• [Data lines]:
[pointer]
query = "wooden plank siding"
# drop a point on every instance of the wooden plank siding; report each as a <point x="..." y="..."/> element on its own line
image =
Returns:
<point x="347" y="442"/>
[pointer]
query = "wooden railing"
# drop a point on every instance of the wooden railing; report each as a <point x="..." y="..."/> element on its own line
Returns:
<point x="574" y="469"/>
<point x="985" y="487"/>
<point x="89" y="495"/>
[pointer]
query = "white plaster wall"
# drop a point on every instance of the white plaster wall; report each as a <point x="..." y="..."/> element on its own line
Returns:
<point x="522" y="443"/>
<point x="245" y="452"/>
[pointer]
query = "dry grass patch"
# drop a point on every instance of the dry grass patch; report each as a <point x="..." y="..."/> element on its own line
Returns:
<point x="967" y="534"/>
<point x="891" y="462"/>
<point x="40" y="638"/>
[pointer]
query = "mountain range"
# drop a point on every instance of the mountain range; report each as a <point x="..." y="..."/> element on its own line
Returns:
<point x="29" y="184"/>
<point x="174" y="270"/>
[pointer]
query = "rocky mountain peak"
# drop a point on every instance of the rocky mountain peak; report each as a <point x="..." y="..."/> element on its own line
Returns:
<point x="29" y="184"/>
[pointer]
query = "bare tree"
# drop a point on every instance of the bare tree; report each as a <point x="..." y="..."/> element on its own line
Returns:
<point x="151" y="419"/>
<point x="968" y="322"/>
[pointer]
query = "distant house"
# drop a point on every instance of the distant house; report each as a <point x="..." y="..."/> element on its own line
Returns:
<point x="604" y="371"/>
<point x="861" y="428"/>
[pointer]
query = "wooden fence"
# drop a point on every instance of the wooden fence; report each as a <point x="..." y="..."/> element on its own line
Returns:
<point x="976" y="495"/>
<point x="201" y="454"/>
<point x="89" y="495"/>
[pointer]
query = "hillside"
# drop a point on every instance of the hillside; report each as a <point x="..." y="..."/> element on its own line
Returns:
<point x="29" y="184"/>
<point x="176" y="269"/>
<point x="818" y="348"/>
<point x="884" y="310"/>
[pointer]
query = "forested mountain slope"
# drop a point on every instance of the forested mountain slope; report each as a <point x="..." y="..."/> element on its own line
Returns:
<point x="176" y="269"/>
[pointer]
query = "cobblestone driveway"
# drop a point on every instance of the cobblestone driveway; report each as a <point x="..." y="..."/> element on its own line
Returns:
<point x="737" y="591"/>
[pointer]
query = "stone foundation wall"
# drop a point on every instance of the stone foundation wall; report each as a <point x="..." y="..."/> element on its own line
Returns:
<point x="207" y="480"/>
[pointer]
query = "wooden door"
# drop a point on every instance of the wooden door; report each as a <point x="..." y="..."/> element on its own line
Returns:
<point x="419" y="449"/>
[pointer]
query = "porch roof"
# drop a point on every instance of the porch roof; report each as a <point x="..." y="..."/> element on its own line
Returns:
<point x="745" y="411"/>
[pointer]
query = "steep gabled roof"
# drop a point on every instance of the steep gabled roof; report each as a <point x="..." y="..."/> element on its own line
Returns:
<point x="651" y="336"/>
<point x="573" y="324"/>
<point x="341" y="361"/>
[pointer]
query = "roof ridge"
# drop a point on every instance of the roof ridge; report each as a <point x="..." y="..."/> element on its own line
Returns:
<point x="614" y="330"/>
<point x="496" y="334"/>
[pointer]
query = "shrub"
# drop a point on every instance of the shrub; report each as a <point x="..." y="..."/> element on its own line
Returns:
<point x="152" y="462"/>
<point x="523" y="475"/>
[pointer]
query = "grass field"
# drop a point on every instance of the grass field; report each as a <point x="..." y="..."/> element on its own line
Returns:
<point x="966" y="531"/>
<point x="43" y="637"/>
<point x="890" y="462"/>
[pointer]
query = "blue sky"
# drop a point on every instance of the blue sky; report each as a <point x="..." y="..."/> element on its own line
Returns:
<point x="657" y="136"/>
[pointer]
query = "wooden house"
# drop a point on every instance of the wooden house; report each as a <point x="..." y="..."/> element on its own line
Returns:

• [Exercise prompt]: Reproduce each entry exactly, leaving out nothing.

• [Expected output]:
[pointer]
query = "wooden plank siding"
# drop a point on every instance of the wooden plank siding; report each as a <point x="..." y="..."/> element on its own line
image =
Returns:
<point x="347" y="442"/>
[pointer]
query = "wooden railing"
# drop a point on every instance of the wooden railing; report each as a <point x="..." y="..."/> element on its own line
Returns:
<point x="574" y="469"/>
<point x="985" y="487"/>
<point x="89" y="495"/>
[pointer]
query = "white plaster wall"
# drop a point on every instance of the white plaster wall; report each as a <point x="..." y="..."/> element on its own line
Returns:
<point x="522" y="443"/>
<point x="245" y="452"/>
[pointer]
query = "dry grass patch"
# drop a point on every instance of the dry grass patch; report each as a <point x="..." y="..."/> element on its own line
Returns:
<point x="967" y="534"/>
<point x="891" y="462"/>
<point x="40" y="638"/>
[pointer]
query = "mountain range"
# drop a point on every instance of the mountain range; report each as a <point x="..." y="..."/> element on its own line
Returns:
<point x="29" y="184"/>
<point x="174" y="270"/>
[pointer]
query = "rocky mountain peak"
# drop a point on every instance of the rocky mountain peak; report each as a <point x="..." y="..."/> element on its own line
Returns:
<point x="29" y="184"/>
[pointer]
query = "bare tree"
# drop a point on every instance of the bare tree; report each as a <point x="..." y="..."/> element on its own line
Returns:
<point x="151" y="419"/>
<point x="968" y="322"/>
[pointer]
query = "distant house"
# drop a point on every instance of the distant house; report each as a <point x="..." y="..."/> element on its own line
Returns:
<point x="604" y="371"/>
<point x="861" y="428"/>
[pointer]
query = "wooden fence"
# drop a point on every instance of the wooden fence; report each as a <point x="..." y="..."/> element on its own line
Returns:
<point x="976" y="495"/>
<point x="201" y="454"/>
<point x="89" y="495"/>
[pointer]
query = "hillside"
# drop a point on every instance of the hillside; report each as a <point x="..." y="..."/> element on its own line
Returns:
<point x="29" y="184"/>
<point x="176" y="269"/>
<point x="818" y="348"/>
<point x="884" y="310"/>
[pointer]
query = "forested mountain slope"
# drop a point on every instance of the forested mountain slope; report each as a <point x="..." y="..."/> element on its own line
Returns:
<point x="176" y="269"/>
[pointer]
query = "cobblestone driveway"
# drop a point on every instance of the cobblestone driveway; report each as a <point x="..." y="..."/> element on its own line
Returns:
<point x="737" y="591"/>
[pointer]
query = "stone foundation wall"
# drop a point on every instance of the stone foundation wall; report each as a <point x="..." y="..."/> element on its own line
Returns:
<point x="207" y="480"/>
[pointer]
query = "wooden door"
# drop a point on every instance of the wooden door; report each as a <point x="..." y="..."/> element on its own line
Returns:
<point x="419" y="449"/>
[pointer]
query = "porch roof"
# drop a point on every instance of the porch roof; report each as a <point x="..." y="..."/> element on its own line
Returns:
<point x="745" y="411"/>
[pointer]
query = "steep gabled roof"
# drop a point on every instance of the steep gabled roof; report each as a <point x="..." y="..."/> element on its own line
Returns:
<point x="651" y="336"/>
<point x="573" y="324"/>
<point x="341" y="361"/>
[pointer]
query = "roof ridge"
# drop a point on every instance of the roof ridge; report each as a <point x="..." y="..."/> element on its own line
Returns:
<point x="614" y="330"/>
<point x="496" y="334"/>
[pointer]
query = "shrub"
# drop a point on every instance of the shrub; report each as a <point x="..." y="..."/> element on its own line
Returns:
<point x="152" y="462"/>
<point x="523" y="475"/>
[pointer]
query = "grass field"
# drop a point on every instance of the grass field; report each as a <point x="..." y="..."/> element on its own line
Returns:
<point x="966" y="531"/>
<point x="43" y="637"/>
<point x="890" y="462"/>
[pointer]
query = "blue sky"
# drop a point on every instance of the blue sky; report each as a <point x="..." y="..."/> element on its own line
Returns:
<point x="657" y="136"/>
[pointer]
query = "wooden house"
# drop a point on every instance of the wooden house; report each as a <point x="..." y="..."/> element on its own line
Returns:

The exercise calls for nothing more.